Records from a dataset
++++++
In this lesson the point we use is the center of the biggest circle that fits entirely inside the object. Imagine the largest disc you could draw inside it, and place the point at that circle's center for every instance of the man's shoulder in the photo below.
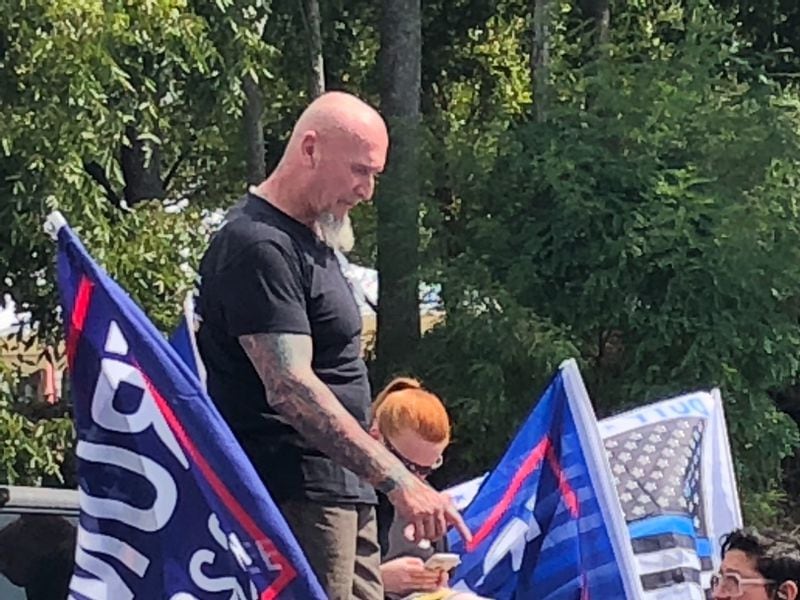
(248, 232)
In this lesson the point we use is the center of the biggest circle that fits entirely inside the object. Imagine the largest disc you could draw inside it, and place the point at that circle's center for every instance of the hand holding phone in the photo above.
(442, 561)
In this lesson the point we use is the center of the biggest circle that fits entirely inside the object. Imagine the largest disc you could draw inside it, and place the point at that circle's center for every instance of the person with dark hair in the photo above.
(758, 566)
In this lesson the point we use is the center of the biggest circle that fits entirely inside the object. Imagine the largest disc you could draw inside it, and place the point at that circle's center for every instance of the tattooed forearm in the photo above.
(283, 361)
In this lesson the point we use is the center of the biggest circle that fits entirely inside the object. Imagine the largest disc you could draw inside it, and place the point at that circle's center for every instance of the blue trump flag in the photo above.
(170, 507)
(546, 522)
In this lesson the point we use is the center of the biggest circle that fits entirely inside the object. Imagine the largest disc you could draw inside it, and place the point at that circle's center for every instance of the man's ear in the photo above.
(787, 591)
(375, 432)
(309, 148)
++++++
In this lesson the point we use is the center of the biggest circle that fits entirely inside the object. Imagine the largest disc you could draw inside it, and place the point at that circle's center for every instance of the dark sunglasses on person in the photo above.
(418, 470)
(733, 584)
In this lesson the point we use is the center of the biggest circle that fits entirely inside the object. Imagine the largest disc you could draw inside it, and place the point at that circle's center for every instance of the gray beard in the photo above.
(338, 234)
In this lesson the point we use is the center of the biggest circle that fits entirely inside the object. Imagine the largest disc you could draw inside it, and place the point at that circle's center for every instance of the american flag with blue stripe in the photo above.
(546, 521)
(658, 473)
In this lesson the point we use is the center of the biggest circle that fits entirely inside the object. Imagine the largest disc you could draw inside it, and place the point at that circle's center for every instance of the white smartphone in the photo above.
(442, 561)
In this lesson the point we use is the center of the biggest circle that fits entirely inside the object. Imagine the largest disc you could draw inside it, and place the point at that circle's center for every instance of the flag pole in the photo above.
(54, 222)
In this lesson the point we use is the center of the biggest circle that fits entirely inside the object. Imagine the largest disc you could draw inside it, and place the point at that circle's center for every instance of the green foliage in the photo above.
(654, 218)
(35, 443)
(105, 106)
++++++
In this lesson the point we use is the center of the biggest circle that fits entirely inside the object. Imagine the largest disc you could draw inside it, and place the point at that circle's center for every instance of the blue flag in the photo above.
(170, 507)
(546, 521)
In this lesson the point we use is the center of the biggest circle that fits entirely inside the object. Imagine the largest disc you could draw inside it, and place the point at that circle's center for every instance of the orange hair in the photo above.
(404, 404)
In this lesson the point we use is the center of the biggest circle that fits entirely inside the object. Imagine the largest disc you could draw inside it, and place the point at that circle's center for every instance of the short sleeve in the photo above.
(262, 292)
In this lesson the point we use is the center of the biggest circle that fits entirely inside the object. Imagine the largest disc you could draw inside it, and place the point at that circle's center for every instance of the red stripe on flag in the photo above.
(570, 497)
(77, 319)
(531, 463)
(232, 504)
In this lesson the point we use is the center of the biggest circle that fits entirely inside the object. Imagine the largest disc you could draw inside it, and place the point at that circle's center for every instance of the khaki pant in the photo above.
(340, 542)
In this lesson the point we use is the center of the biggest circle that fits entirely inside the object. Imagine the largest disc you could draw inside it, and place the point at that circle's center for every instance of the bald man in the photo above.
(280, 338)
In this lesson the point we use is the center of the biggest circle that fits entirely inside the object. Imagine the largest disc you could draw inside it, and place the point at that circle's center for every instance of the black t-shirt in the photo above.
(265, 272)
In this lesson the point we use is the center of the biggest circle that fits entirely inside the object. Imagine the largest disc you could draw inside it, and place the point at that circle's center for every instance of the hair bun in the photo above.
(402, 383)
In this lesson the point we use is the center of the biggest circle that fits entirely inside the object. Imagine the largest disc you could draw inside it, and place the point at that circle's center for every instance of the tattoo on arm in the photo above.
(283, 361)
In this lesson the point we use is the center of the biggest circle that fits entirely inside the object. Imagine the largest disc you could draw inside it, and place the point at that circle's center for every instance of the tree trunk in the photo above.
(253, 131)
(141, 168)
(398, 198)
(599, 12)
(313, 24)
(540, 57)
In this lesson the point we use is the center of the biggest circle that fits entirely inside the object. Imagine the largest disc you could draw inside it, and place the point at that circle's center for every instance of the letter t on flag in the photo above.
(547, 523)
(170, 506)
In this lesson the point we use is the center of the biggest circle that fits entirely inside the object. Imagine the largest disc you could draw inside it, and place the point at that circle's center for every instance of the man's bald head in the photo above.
++++++
EXERCISE -> Can you turn the part of the records that opens with the line containing "trunk in the photo above." and closes with the line containing "head in the photo above." into a Markdown table with the columns Row and Line, skipping any blank lines?

RESPONSE BELOW ->
| Row | Line |
|---|---|
| 1 | In this lesson the point we use is the center of the biggest circle that fits entirely inside the object. Imagine the largest disc you could draw inside it, and place the point at that circle's center for every instance of the tree trunk in the photo above. |
| 2 | (253, 131) |
| 3 | (141, 168) |
| 4 | (398, 198) |
| 5 | (599, 12) |
| 6 | (313, 24) |
| 7 | (540, 57) |
| 8 | In this lesson the point we use is the center of the biggest circle that fits entirely inside the object. Imagine the largest disc you could draw inside it, and place the point at that circle's center for every instance of the letter t on flag in the photo above. |
| 9 | (547, 523) |
| 10 | (170, 506) |
| 11 | In this lesson the point we use is the center of the biggest circle that fits entirely inside the object. Imagine the largest disc you could draw inside it, and place the point at that circle's center for every instance of the man's bald head in the photo above. |